### Excerpted passage
++++++++++++++++++++
State Department spokesperson Ned Price also said the Biden administration was providing hotel accommodations to the former prisoners and working with “partners” to help them settle into the country.
Meanwhile, back in Nicaragua, a judge read out a statement saying that the 222 prisoners had been “deported” under an order issued on Wednesday that declared them “traitors to the country”.
Octavio Rothschuh, a magistrate on the Managua Appeals court, also said they were deported for actions that undermined Nicaragua’s independence and sovereignty.
Separately, the Nicaraguan Congress on Thursday unanimously approved a constitutional change allowing “traitors” to be stripped of their nationality. It will require a second vote in the next legislative session later this year.
The way Thursday’s prisoner release was carried out has drawn some concern from rights advocates, including Tamara Taraciuk, acting Americas director at Human Rights Watch, who said it was “one more example of the arbitrariness of justice, handled at the whim of Ortega”.
“For there to be a democratic transition, it is essential to continue monitoring the restrictions on civic space and the abuses in Nicaragua,” Taraciuk wrote on Twitter.
Still, Arturo McFields, the former Nicaraguan envoy to the Organization of American States, who resigned from his post last year over the Ortega government’s human rights record, said the release was “excellent” news.
“Hallelujah, glory to God,” he said in a video posted on Twitter.
Erika Guevara Rosas, Americas director at Amnesty International, also welcomed the move, saying in a tweet that the ex-detainees “were imprisoned only for demanding rights & speaking up against Ortega’s regime of horror”.
Who else was released?
While the identities of all those released were not immediately clear, family members of some of those freed confirmed that their loved ones were flying to Washington, DC.
Berta Valle, the wife of opposition leader Felix Maradiaga, said the US Department of State told her that her husband was on the plane, as reported by The Associated Press news agency.
++++++++++++++++++++
Labeled point records:
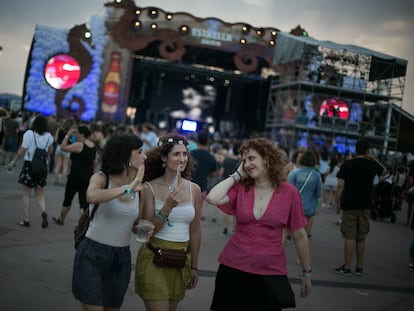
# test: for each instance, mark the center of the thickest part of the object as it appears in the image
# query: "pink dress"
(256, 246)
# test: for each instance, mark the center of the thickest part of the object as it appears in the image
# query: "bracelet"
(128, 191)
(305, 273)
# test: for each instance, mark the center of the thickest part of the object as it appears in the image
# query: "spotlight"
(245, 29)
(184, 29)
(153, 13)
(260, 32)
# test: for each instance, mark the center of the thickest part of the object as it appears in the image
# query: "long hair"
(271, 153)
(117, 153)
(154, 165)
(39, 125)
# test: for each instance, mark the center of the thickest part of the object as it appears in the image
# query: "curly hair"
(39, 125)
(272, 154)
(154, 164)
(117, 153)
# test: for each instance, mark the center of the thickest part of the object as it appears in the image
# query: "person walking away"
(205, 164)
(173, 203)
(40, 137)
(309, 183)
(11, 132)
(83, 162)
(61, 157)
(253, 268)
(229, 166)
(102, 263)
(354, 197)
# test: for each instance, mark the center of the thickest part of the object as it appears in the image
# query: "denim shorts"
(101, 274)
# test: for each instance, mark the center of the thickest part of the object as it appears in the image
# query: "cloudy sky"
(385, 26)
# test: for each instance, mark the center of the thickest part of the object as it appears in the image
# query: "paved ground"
++++++++++++++++++++
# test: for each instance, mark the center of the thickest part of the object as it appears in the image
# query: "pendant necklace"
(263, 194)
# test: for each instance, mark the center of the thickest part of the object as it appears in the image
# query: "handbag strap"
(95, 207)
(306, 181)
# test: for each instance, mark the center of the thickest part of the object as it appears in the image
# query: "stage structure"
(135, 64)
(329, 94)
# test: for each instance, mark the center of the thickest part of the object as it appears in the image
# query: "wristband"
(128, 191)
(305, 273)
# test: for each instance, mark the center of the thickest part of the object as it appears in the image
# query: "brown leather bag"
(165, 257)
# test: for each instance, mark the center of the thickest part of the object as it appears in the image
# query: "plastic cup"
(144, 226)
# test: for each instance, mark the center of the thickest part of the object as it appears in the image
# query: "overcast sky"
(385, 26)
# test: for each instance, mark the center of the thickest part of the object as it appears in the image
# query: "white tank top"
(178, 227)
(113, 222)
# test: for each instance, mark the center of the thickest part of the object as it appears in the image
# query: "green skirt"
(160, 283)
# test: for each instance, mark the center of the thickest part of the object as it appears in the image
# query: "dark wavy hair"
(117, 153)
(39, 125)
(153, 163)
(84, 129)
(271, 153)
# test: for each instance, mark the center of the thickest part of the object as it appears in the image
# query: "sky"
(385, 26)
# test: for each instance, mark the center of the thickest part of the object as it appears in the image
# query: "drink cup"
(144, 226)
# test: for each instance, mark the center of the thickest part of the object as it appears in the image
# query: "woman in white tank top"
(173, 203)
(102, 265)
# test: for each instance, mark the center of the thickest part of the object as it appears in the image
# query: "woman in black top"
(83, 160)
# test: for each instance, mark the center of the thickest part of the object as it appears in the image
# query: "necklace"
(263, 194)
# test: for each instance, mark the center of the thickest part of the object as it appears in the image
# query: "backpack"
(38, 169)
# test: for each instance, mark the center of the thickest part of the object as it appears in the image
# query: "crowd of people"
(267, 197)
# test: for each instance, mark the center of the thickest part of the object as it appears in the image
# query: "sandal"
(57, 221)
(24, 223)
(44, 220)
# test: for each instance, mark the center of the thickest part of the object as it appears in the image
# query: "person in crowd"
++++++++++++++++++++
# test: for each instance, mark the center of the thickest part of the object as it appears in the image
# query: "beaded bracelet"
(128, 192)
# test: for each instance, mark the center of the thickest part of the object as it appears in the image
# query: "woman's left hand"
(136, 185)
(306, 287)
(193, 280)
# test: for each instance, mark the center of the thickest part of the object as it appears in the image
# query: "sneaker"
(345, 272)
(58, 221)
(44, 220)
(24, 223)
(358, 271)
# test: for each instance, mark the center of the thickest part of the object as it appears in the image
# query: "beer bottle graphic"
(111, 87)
++++++++++++++++++++
### What the task requires
In the passage on the Nicaraguan prisoner release, what post does Octavio Rothschuh hold? The items play no part in this.

### Result of this task
He is a magistrate on the Managua Appeals court.